> **Exercise instructions**
Every record here needs to be duplicated exactly.

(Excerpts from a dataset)
++++++++

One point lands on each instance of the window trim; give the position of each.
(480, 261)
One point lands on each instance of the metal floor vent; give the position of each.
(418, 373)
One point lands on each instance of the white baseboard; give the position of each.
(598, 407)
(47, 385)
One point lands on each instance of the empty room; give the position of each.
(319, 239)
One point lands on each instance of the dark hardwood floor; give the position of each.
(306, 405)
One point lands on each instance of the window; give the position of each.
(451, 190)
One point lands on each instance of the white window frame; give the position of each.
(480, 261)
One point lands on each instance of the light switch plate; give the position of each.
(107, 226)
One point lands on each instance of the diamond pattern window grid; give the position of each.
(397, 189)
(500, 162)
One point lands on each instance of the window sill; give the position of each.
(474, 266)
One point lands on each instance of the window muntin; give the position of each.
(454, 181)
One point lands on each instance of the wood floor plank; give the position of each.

++++++++

> **Result of this task**
One point lands on each instance of the window trim; give the position of each.
(480, 261)
One point lands on each instance of the metal floor vent; give the position of each.
(418, 373)
One point lands on each instance of the white baseboard; give the position of each.
(598, 407)
(47, 385)
One point lands on each instance of the empty room; give the position of each.
(319, 239)
One point lands on each instance of the dark hardwood floor; give the position of each.
(306, 405)
One point lands on each instance of the window; give the position of each.
(451, 190)
One point lands on each instance of the white window frame; give the position of each.
(480, 261)
One point lands on each instance of the light switch plate; give the position of each.
(107, 226)
One point lands on each instance of the diamond pattern window grid; give the position of each.
(397, 189)
(500, 162)
One point lands on each instance of the window sill; give the position of each.
(474, 266)
One point lands on each instance of the window muntin; give the position of each.
(454, 181)
One point lands on each instance of the wood floor plank; give the position of each.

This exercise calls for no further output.